- **Your instructions**
Write out exactly the lines of the entries below from the one holding "Put a dot on each instance of the clapperboard striped" to the one holding "Put a dot on each instance of the bare", inclusive, and leave out all other lines.

*** Block opens ***

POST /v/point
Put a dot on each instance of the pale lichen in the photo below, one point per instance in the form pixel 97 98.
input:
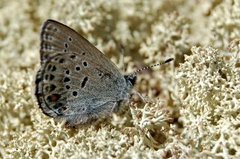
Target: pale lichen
pixel 194 101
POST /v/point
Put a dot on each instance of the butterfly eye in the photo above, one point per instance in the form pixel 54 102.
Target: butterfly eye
pixel 66 45
pixel 77 68
pixel 67 72
pixel 66 79
pixel 68 87
pixel 61 60
pixel 52 87
pixel 85 63
pixel 84 82
pixel 74 93
pixel 51 77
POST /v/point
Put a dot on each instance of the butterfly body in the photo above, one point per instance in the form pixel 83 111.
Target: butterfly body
pixel 76 82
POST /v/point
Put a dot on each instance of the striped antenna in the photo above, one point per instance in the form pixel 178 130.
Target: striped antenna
pixel 148 67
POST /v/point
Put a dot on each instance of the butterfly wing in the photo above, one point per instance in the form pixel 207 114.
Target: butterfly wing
pixel 76 82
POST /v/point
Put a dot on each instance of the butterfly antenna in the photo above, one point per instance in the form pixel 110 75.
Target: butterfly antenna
pixel 148 67
pixel 122 51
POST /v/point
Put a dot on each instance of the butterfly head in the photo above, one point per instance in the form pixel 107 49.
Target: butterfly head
pixel 131 79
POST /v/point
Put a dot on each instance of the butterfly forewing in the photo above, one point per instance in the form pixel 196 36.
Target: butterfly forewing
pixel 75 82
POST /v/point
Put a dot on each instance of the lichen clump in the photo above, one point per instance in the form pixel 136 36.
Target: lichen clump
pixel 193 103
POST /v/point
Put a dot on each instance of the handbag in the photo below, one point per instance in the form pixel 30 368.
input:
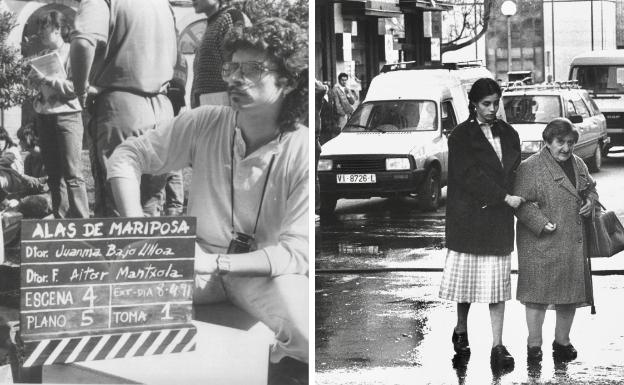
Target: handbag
pixel 606 233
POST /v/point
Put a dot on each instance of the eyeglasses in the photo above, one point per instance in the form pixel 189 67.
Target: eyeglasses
pixel 250 70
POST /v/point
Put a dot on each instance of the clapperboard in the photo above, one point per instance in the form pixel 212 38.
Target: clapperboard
pixel 94 289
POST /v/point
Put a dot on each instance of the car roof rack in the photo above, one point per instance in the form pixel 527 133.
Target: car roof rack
pixel 519 85
pixel 412 65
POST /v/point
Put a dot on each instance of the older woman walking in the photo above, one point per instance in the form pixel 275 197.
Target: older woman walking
pixel 483 155
pixel 552 264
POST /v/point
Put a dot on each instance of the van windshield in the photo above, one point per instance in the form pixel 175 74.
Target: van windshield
pixel 396 115
pixel 600 79
pixel 531 108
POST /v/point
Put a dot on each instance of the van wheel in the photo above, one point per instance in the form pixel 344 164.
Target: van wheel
pixel 429 192
pixel 328 205
pixel 595 162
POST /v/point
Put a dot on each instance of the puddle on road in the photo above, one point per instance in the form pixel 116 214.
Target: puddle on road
pixel 392 329
pixel 359 242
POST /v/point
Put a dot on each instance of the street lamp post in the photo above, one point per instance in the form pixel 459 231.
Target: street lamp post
pixel 508 8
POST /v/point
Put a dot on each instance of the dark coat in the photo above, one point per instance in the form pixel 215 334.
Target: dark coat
pixel 478 220
pixel 552 268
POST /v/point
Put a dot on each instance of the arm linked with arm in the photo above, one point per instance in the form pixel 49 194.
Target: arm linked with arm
pixel 529 213
pixel 469 174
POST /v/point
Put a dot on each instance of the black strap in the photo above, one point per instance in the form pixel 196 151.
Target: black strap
pixel 266 181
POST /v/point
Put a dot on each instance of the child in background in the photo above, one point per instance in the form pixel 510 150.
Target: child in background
pixel 28 140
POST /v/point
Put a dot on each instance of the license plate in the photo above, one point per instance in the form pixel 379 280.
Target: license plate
pixel 356 178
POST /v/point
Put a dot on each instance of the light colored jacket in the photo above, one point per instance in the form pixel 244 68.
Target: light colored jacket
pixel 343 102
pixel 552 267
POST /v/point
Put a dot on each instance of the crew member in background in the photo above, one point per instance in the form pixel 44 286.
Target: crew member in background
pixel 129 67
pixel 344 101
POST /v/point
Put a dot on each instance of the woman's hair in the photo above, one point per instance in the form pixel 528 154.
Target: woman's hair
pixel 55 19
pixel 480 89
pixel 286 46
pixel 4 135
pixel 559 128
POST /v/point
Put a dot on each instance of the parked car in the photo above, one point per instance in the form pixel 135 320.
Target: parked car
pixel 395 143
pixel 529 108
pixel 601 72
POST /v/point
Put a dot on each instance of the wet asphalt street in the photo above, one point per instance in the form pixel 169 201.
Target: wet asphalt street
pixel 379 319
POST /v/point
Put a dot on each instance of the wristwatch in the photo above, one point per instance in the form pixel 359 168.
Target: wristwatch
pixel 223 264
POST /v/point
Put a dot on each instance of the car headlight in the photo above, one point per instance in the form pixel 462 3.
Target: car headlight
pixel 325 165
pixel 531 146
pixel 397 164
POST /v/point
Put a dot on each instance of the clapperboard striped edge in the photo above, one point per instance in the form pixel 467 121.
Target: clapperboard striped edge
pixel 109 346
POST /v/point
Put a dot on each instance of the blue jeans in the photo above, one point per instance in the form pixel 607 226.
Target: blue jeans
pixel 60 137
pixel 174 193
pixel 116 116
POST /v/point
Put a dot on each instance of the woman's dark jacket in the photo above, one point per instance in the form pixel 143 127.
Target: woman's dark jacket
pixel 478 220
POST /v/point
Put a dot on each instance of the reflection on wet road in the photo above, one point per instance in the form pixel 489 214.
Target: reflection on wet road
pixel 379 319
pixel 393 329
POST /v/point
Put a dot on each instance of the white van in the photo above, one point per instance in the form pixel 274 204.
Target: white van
pixel 602 73
pixel 395 142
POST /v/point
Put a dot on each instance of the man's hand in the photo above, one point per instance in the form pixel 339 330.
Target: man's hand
pixel 550 227
pixel 587 208
pixel 87 98
pixel 205 263
pixel 514 201
pixel 35 76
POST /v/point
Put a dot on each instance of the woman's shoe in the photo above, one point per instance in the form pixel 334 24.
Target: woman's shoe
pixel 564 352
pixel 500 357
pixel 534 354
pixel 460 342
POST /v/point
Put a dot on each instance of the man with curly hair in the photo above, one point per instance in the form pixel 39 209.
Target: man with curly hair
pixel 249 187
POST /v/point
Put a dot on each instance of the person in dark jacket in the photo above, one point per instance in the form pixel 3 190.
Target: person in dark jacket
pixel 552 250
pixel 483 155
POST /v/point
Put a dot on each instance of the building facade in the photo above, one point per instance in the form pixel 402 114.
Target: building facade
pixel 546 35
pixel 358 37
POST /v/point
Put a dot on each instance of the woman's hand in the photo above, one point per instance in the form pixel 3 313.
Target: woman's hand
pixel 550 227
pixel 514 201
pixel 587 208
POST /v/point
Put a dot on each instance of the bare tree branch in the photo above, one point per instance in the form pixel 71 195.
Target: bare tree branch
pixel 463 38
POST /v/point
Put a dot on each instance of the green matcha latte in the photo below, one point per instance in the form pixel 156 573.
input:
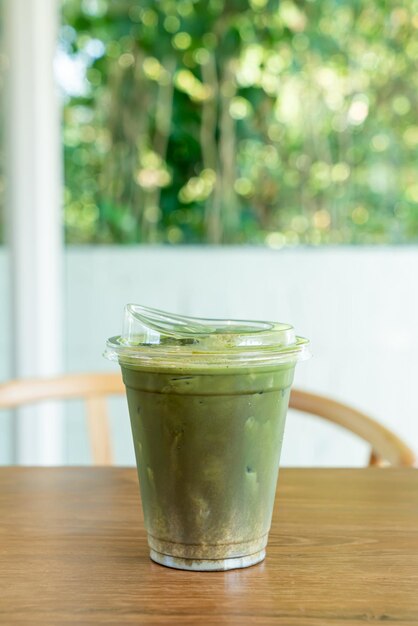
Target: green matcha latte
pixel 207 402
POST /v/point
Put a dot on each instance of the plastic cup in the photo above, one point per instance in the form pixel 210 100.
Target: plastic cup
pixel 207 402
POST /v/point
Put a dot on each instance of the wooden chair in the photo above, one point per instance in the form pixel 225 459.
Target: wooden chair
pixel 92 388
pixel 95 388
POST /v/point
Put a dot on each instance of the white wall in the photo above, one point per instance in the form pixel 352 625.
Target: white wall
pixel 6 422
pixel 359 307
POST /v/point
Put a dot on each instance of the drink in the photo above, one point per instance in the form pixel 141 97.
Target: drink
pixel 207 429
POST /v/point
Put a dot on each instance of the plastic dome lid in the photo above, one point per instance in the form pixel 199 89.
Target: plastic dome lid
pixel 157 338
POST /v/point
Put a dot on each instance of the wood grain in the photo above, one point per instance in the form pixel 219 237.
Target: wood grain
pixel 343 550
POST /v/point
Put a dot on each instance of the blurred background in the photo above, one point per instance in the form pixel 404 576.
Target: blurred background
pixel 249 158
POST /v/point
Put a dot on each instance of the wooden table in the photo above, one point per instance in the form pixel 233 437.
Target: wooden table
pixel 343 550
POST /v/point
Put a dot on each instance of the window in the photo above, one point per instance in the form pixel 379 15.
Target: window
pixel 260 122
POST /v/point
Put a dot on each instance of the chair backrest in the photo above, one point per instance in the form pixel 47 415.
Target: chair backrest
pixel 386 447
pixel 95 388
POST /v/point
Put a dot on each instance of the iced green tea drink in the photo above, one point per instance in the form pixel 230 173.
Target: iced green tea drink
pixel 207 402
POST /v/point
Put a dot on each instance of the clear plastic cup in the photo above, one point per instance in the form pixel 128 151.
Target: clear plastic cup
pixel 207 402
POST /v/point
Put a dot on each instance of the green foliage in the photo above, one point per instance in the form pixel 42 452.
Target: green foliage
pixel 232 121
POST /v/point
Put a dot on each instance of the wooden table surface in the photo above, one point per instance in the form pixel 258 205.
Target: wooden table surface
pixel 343 550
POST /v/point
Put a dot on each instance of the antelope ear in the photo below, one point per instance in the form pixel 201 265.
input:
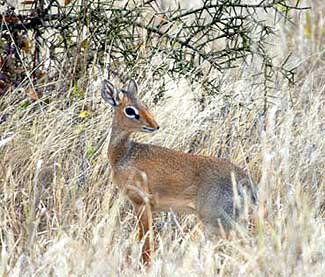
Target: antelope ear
pixel 110 93
pixel 133 87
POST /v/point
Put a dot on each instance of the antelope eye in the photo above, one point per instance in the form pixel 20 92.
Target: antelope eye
pixel 131 112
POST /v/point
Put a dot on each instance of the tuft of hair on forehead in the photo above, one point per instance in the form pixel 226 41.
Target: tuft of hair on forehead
pixel 131 91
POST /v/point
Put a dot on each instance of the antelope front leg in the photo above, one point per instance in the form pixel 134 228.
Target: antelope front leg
pixel 144 216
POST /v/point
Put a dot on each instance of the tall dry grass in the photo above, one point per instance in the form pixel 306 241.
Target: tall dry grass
pixel 60 214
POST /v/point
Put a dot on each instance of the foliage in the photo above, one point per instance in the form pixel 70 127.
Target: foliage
pixel 197 42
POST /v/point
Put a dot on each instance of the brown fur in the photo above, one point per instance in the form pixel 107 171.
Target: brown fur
pixel 160 179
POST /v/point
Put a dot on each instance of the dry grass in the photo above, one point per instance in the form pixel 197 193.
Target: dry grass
pixel 60 214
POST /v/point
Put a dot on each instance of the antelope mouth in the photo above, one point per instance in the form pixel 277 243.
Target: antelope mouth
pixel 148 129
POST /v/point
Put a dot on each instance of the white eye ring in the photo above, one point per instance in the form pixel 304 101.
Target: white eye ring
pixel 131 112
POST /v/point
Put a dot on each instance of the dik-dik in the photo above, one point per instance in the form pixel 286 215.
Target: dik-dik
pixel 160 179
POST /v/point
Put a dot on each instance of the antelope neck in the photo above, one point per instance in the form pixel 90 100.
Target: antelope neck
pixel 119 144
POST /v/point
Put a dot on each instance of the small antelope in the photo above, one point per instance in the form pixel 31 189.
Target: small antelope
pixel 160 179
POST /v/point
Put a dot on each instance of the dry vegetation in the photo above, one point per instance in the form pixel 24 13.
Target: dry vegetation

*** Block closes ***

- **Output of the exercise**
Put a dot on each instance of the clapperboard striped edge in the photo above, one point per instance in the form pixel 467 121.
Target: clapperboard striped edge
pixel 109 346
POST /v/point
Put a dot on each instance of the blue jeans in the photo above, one point per instance in the form pixel 607 226.
Target: blue jeans
pixel 60 137
pixel 174 193
pixel 116 116
POST /v/point
Put a dot on each instance of the woman's dark jacket in the photo above, one point per instance in the form pixel 143 127.
Target: woman's dark jacket
pixel 478 220
POST /v/point
Put a dot on each instance of the reflection on wet road in the photo above, one point per instance in the form pixel 489 214.
Target: reflection on wet road
pixel 379 319
pixel 393 329
POST /v/point
Put a dot on each instance of the white van in the photo above, one point per instance in the form pixel 274 204.
Target: white van
pixel 602 73
pixel 395 142
POST /v/point
Put a dot on each instance of the man's hand in the photo above, one point per instance in the form pixel 339 330.
Target: man's hand
pixel 550 227
pixel 587 208
pixel 87 98
pixel 205 263
pixel 514 201
pixel 35 76
POST /v/point
Put a dot on each instance of the woman's shoe in the photo above, one point per instance in the form pixel 334 24.
Target: woman's shoe
pixel 564 352
pixel 500 357
pixel 534 354
pixel 460 342
POST /v/point
Put a dot on each instance of the man with curly hair in the photo above, one point per instance in the form pixel 39 209.
Target: man with curly hair
pixel 249 187
POST /v/point
Put a dot on each instance of the person in dark jacket in the photo above, one point per instance in the form pixel 3 190.
Target: person in dark jacket
pixel 552 250
pixel 483 155
POST /v/point
Put a dot on each instance of the building facade in the photo above, one point per instance in the form pixel 402 114.
Target: building facade
pixel 546 35
pixel 358 37
POST /v/point
Put a dot on each instance of the woman's hand in the photo above, one point per instance in the form pixel 3 313.
Target: woman's hand
pixel 550 227
pixel 514 201
pixel 587 208
POST /v/point
Put a dot on each instance of the bare tree branch in the photo above, one point per instance in the form pixel 71 195.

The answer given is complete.